Selected excerpt:

Informational · 6 min read

What Does 750 Characters Look Like on ERAS?

Published May 2, 2026

You get 10 experience slots on your ERAS application. For each one, you have exactly 750 characters—including spaces—to explain what you did, who you did it with, and why it actually mattered.

But when you are staring at a blank text box, what does 750 characters look like in practice?

The Short Answer

750 characters is approximately 110 to 130 words. It is four to five short sentences. It is a single, tight paragraph.

It is not an essay. It is barely enough space to explain your clinical context, your specific responsibilities, and the outcome. If you are using flowery transitions or repeating the name of the clinic you already listed in the header, you are wasting valuable real estate.

What this exercise asks:
[A] How many words does the article on the ERAS character limit say 750 characters comes to?
[B] Transcribe the ERAS character-limit article from "What Does 750 Characters Look Like on" down to "it actually mattered.".
[C] Pick up the article on ERAS's 750-character limit after its last sentence and keep writing.

Record extracts:

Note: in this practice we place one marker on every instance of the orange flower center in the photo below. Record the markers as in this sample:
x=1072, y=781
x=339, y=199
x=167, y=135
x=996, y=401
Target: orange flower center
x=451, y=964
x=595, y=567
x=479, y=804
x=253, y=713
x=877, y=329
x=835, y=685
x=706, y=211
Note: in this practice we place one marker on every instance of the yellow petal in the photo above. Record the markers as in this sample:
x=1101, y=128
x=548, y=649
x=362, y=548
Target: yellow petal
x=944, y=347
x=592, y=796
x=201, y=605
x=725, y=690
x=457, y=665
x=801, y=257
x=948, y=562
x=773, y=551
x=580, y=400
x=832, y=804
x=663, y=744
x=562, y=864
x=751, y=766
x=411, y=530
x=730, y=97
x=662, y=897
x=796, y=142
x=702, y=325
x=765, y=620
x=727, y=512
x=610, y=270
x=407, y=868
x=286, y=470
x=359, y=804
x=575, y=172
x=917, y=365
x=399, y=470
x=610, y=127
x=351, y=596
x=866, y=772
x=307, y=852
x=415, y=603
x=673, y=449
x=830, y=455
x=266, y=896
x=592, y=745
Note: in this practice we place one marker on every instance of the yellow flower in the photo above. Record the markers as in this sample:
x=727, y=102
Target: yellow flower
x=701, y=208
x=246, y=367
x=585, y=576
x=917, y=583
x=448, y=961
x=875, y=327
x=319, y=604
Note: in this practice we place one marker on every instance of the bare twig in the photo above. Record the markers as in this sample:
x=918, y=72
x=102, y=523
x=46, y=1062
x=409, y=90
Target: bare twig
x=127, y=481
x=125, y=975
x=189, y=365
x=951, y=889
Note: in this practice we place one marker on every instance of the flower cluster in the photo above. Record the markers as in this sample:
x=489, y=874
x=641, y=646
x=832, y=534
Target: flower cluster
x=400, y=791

Numbered responses:
[A] Approximately 110 to 130 words.

[B]
What Does 750 Characters Look Like on ERAS?

Published May 2, 2026

You get 10 experience slots on your ERAS application. For each one, you have exactly 750 characters—including spaces—to explain what you did, who you did it with, and why it actually mattered.

[C]
The "Before" and "After" of a 750-Character Limit

Most applicants start with raw, fragmented notes written at the end of a long shift. They usually look something like this:

  • volunteered at free clinic downtown, about 8 months
  • saw mostly uninsured patients, lots of diabetes + htn
  • helped triage, took vitals, translated spanish sometimes
  • one guy came in w chest pain, we called 911, turned out to be MI
  • made me realize how much access matters, not just medicine

Those raw bullet points total roughly 250 characters. To maximize the 750-character limit, you need to expand those fragments into complete, active sentences that capture your impact and the "so what?" behind the experience.

What Exactly 750 Characters Looks Like

Here is how you turn those raw notes into a polished ERAS experience description that hits exactly 748 characters (with spaces).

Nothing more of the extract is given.